====== Extract
Biology Reference
In-Depth Information
With its wide, flat body, very short legs, and grayish brown coat, a hunkered-down badger very much
resembles a doormat, albeit one with a head sporting black and white facial markings. From two to two
and a half feet long, badgers are sturdy creatures that weigh as much as twenty-five pounds.
In company with skunks, badgers seem unlikely relatives of the svelte, swift weasel, fisher, marten,
or mink. However, they bear the unmistakable hall-marks of their kin, including the anal scent glands.
Badgers have developed several adaptations marvelously suited to such subterranean proclivities as
tunneling after ground squirrels, prairie dogs, mice, and other small rodent prey; scooping out burrows
for daytime sleeping; and digging themselves rapidly out of sight if danger threatens.
Foremost among these adaptations is a set of incredibly long, strong front claws. A full two inches
long, they would do justice to an animal many times the badger's size. These are coupled with another
adaptation, webbed front toes. Thus the badger, using its powerful front limbs, can rip out the soil with
its great claws and hurl the loosened earth backward with its scooplike front feet. In earth suited for
digging, a badger, clouds of dirt flying behind it, can dig its way out of sight in about two minutes!
============
## What you are asked to do
Continue the reference passage on badgers, starting after its final sentence.
====== Given records
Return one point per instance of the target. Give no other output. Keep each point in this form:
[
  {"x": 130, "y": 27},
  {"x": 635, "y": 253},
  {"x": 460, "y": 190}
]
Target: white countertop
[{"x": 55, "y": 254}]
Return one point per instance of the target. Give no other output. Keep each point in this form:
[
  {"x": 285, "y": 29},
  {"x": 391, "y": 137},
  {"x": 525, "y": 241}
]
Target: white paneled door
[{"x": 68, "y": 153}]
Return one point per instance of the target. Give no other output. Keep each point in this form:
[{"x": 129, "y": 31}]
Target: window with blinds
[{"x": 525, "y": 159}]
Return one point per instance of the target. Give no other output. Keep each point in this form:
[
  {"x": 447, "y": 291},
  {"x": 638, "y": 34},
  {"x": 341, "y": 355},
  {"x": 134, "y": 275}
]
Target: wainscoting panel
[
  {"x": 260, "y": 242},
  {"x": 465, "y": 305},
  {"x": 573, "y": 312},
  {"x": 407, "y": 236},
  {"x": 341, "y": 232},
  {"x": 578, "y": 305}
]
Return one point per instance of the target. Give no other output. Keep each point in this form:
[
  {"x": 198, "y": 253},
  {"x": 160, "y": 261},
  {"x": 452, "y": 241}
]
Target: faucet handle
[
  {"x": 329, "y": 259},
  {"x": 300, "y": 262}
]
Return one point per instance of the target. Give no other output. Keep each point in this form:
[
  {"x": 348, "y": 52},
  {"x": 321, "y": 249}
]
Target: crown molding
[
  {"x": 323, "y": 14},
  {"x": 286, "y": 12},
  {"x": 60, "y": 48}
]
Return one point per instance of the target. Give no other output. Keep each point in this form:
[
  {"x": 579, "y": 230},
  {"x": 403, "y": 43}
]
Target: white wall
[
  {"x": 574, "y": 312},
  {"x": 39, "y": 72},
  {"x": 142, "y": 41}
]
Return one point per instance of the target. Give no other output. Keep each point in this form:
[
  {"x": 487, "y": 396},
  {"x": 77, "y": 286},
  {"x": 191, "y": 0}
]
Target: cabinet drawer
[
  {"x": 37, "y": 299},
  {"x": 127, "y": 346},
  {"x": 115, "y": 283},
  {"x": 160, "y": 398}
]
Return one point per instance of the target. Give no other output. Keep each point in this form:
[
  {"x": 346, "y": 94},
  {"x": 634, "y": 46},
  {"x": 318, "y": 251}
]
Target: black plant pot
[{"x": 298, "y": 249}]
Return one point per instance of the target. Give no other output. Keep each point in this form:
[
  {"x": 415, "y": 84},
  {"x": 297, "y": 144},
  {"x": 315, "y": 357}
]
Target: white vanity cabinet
============
## Task response
A third adaptation is a transparent inner eyelid, called a nictitating membrane. This can be drawn
across the eye when necessary to keep dirt out, enabling the badger to see even when digging furiously.
People who have never encountered a badger—if they think about badgers at all—tend to regard
them as relatively placid and benign creatures. Those who have had dealings with badgers know better.
Probably much of this image can be traced to Kenneth Grahame's great classic, The Wind in the
Willows. In the utterly charming world that Grahame constructed, Mr. Badger is a gruff but kindly indi-
vidual, possessed of great wisdom and integrity. Badgers are gruff, all right, but kindly they are not! A
nineteenth-century writer, John Clare, summarized the badger's disposition with great accuracy: “When
badgers fight, then everyone's a foe.”